* [EXERCISE OBJECTIVE]: Print every row below verbatim, keeping each line in its original order.

* [DATASET RECORDS]:
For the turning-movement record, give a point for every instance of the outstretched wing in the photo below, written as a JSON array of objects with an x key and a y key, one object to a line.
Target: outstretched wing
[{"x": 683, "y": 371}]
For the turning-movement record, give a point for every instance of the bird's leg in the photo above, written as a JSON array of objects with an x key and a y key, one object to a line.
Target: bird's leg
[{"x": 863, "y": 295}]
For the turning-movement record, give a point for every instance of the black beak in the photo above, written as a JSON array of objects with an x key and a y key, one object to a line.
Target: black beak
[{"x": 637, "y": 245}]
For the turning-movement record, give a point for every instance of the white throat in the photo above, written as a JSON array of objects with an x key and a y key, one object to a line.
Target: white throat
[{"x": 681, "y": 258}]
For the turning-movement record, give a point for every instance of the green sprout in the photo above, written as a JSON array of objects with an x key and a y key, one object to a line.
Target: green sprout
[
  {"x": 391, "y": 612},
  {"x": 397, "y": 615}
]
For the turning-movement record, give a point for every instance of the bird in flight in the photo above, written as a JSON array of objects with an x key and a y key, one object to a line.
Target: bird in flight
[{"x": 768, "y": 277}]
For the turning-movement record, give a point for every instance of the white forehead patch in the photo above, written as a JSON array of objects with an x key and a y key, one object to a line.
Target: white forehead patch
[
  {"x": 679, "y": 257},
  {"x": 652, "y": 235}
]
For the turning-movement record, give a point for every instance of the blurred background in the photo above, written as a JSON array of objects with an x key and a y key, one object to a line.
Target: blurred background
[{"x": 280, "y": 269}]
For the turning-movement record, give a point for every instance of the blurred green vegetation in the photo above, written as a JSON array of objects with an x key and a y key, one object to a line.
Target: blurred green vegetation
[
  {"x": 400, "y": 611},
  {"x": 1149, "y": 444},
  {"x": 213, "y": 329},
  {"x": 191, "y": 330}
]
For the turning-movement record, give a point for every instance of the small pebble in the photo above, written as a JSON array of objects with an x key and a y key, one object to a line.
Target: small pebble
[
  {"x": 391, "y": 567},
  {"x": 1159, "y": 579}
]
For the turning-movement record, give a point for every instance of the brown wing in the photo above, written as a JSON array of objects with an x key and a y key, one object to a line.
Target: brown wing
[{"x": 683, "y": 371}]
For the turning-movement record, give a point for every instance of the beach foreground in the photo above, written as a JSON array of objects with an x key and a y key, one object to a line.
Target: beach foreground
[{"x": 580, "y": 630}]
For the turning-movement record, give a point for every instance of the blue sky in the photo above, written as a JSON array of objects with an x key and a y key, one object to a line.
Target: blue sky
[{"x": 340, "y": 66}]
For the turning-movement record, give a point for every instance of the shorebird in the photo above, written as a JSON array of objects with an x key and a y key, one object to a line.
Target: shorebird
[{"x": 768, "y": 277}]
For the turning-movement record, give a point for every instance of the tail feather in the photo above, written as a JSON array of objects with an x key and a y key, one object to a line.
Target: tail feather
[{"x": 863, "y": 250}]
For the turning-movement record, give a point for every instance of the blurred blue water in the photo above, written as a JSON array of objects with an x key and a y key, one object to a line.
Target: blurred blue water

* [RESPONSE BELOW]:
For the turning-movement record, give a point for every instance of the outstretched wing in the photo below, written as a JSON array of objects with an x key and a y key, one object to a line.
Target: outstretched wing
[{"x": 683, "y": 371}]
For the turning-movement record, give a point for every instance of the bird's leg in the photo above, written as a JSON array of objects with an x key and a y key, one object to a line.
Target: bird's leg
[{"x": 863, "y": 295}]
For the turning-movement record, give a point for every instance of the black beak in the photo above, written as a JSON array of objects with an x key and a y key, one object to a line.
Target: black beak
[{"x": 637, "y": 245}]
For the turning-movement record, give a point for every instance of the white throat in the photo above, written as a JSON array of objects with an x key and a y key, one object to a line.
Target: white throat
[{"x": 681, "y": 258}]
For the turning-movement record, give a point for every instance of the green sprout in the photo above, written as a JSON array of objects with an x key and a y key, one object to a line.
Target: green sprout
[
  {"x": 391, "y": 612},
  {"x": 397, "y": 615}
]
For the turning-movement record, give a point for every instance of the bird in flight in the photo above, written as a JSON array of objects with an x key and a y key, one object to a line.
Target: bird in flight
[{"x": 768, "y": 277}]
For the turning-movement record, give a point for every instance of the white forehead patch in the photo above, written as a JSON array of objects with an x key and a y key, one object to a line.
Target: white forehead patch
[
  {"x": 679, "y": 257},
  {"x": 652, "y": 235}
]
For the turning-movement record, give a point for every instance of the blurred background in the photo above, written as a JSON array of objects with an x key and a y key, one object to a line.
Target: blurred background
[{"x": 280, "y": 269}]
For the turning-movement record, give a point for every instance of the blurred green vegetation in the photo above, written as a JSON array of objects with an x key and a y key, one object to a line.
Target: blurred green vegetation
[
  {"x": 400, "y": 611},
  {"x": 1149, "y": 444},
  {"x": 213, "y": 329},
  {"x": 191, "y": 330}
]
For the turning-movement record, give a point for every instance of the small pebble in the photo above, written as a JSON array of objects with an x key and a y key, one object to a line.
Target: small pebble
[
  {"x": 391, "y": 567},
  {"x": 1159, "y": 579}
]
For the turning-movement record, give a point for every instance of the brown wing in the photo above, written as a JSON array of objects with an x key and a y key, one object to a line.
Target: brown wing
[{"x": 683, "y": 371}]
For the turning-movement record, give a point for every instance of the beach foreground in the photo above, written as a JSON array of objects with an x key and a y key, one object to a line.
Target: beach foreground
[{"x": 580, "y": 630}]
For the turning-movement record, give a point for every instance of the blue sky in the photo above, written as a JSON array of objects with an x key and a y key, one object to a line.
Target: blue sky
[{"x": 340, "y": 66}]
For the turning-movement record, give a point for every instance of the shorebird in the photo above, written as a JSON array of objects with an x key and a y key, one object to a line.
Target: shorebird
[{"x": 768, "y": 277}]
For the turning-movement record, give a point for every instance of the tail feather in the photo above, written as a JSON array of objects with an x key and a y key, one object to a line.
Target: tail feather
[{"x": 863, "y": 250}]
For the turning-movement record, give a point for every instance of the blurred blue water in the photo above, written as a JSON array of objects with an x key and a y key, one object to a line.
Target: blurred blue water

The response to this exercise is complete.